Google-Agent, added to Google's official crawler documentation on March 20, 2026, formalized a new category: user-triggered fetchers that execute browsing tasks on behalf of users. Unlike autonomous crawlers, user-triggered fetchers bypass robots.txt, which means a site that has blocked Google's training and search crawlers can still receive requests from Google-Agent when a user with AI browsing enabled visits. That distinction - autonomous crawler versus user-triggered fetcher - does not appear explicitly in the user agent strings Israr listed, but it is the context in which those strings are increasingly deployed.

For a marketing team managing content strategy in 2026, knowing that OAI-SearchBot/1.0 and Claude-SearchBot/1.0 are the identifiers that determine AI search visibility, while GPTBot/1.2 and ClaudeBot/1.0 are the ones tied to training datasets, is foundational operational knowledge. The user agent strings are the entry point to every other decision in that stack.

Timeline

August 2023 - OpenAI launches GPTBot; 5% of top 1,000 websites block it at launch
August 2024 - Blocking of GPTBot reaches 35.7% of top 1,000 websites, a seven-fold increase
September 2024 - Google revamps its public crawler and fetcher documentation
November 2025 - Google launches dedicated crawling infrastructure documentation site; detailed by PPC Land
December 2025 - OpenAI revises ChatGPT crawler documentation, removing robots.txt compliance language for ChatGPT-User; covered by PPC Land
December 2025 - Cloudflare year-in-review data shows AI bots at 4.2% of all HTML requests globally
January 6, 2026 - Research documents AI agents using spoofed user agents to bypass site defenses; covered by PPC Land
February 20, 2026 - Anthropic updates crawler documentation; PPC Land covers the change on February 25
March 12, 2026 - Google engineers explain the SaaS architecture behind Googlebot; PPC Land coverage
March 20, 2026 - Google-Agent added to official crawler documentation; PPC Land covers the addition
March 31, 2026 - ProGEO.ai study finds only 7.4% of Fortune 500 companies have llms.txt; PPC Land coverage
April 21, 2026 - OAI-AdsBot documented in OpenAI's official crawler documentation; PPC Land coverage
April 24, 2026 - Analysis of 7 billion OpenAI log events shows 3.5x OAI-SearchBot surge after GPT-5; PPC Land coverage
June 2026 - Kinsta data finds ClaudeBot-identified crawler hitting WordPress cart pages 3.75 million times in 24 hours; PPC Land coverage
June 4, 2026 - HUMAN Security May 2026 data shows site blocking of agentic traffic climbing to nearly 9%; PPC Land coverage
June 23, 2026 - Microsoft Clarity launches robots.txt violations detection in its Bot Analytics dashboard; PPC Land coverage
June 28, 2026 - Aquib Israr publishes full production user agent strings for six major AI and search crawlers on LinkedIn

Summary

Who: Aquib Israr, an independent SEO and GEO consultant with over six years of experience across EdTech, FinTech, SaaS, and publishing, serving clients in MENA, Australia, and India. The reference is relevant to webmasters, SEO practitioners, developers, and marketing professionals managing content access policies for AI crawlers.

DATASET ENTRIES —

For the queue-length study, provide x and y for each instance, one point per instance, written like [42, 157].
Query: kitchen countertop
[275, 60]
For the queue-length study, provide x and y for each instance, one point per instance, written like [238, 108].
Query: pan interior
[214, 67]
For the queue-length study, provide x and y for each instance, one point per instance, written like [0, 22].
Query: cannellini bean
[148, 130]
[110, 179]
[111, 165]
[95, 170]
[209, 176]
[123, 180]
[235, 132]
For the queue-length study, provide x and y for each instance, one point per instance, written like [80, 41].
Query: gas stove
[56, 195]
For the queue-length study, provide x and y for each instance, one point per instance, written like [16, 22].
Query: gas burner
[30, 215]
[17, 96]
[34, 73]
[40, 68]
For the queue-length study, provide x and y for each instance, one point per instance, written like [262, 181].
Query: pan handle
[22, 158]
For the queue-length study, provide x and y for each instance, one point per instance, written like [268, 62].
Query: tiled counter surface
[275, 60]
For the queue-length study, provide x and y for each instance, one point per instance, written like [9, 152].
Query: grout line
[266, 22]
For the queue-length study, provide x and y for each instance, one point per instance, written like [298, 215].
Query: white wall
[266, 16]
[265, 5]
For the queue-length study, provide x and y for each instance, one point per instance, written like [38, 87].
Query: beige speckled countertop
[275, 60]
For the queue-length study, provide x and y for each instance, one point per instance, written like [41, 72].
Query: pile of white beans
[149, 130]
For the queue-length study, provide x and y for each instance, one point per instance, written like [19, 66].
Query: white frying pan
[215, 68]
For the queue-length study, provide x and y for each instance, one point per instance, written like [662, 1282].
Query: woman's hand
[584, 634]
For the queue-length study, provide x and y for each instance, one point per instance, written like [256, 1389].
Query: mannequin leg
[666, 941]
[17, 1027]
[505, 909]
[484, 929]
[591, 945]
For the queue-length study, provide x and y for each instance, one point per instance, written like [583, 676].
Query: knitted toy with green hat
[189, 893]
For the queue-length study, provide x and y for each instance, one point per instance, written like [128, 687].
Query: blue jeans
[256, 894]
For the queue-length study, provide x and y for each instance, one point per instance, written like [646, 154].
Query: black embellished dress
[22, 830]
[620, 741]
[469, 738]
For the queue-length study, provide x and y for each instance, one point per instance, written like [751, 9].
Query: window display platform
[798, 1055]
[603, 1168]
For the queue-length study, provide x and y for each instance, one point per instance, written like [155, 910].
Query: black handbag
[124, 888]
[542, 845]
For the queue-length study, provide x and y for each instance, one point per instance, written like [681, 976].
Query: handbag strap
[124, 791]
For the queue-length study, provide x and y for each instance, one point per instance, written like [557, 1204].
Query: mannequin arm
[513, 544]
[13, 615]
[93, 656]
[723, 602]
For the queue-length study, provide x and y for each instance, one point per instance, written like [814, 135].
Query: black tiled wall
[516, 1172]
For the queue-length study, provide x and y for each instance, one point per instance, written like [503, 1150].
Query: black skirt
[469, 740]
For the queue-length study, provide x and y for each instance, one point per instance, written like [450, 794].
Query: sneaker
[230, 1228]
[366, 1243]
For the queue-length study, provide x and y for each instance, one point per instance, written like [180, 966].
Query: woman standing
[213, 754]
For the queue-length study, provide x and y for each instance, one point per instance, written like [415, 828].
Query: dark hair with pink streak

WHAT THIS EXERCISE ASKS —
(a) In the crawler article, what percentage of the top 1,000 websites were blocking GPTBot by August 2024?
(b) Decide whether each statement agrees with the crawler article: (i) Google-Agent was added to Google's official crawler documentation on March 20, 2026. (ii) User-triggered fetchers follow robots.txt. (iii) Aquib Israr has over ten years of experience.
(c) Return everything in the crawler article from "Who: Aquib Israr, an" down to "for AI crawlers.".

SOLUTIONS PER TASK —
(a) 35.7%

(b)
(i) Yes: "Google-Agent, added to Google's official crawler documentation on March 20, 2026"
(ii) No: "user-triggered fetchers bypass robots.txt"
(iii) No: "over six years of experience"

(c)
Who: Aquib Israr, an independent SEO and GEO consultant with over six years of experience across EdTech, FinTech, SaaS, and publishing, serving clients in MENA, Australia, and India. The reference is relevant to webmasters, SEO practitioners, developers, and marketing professionals managing content access policies for AI crawlers.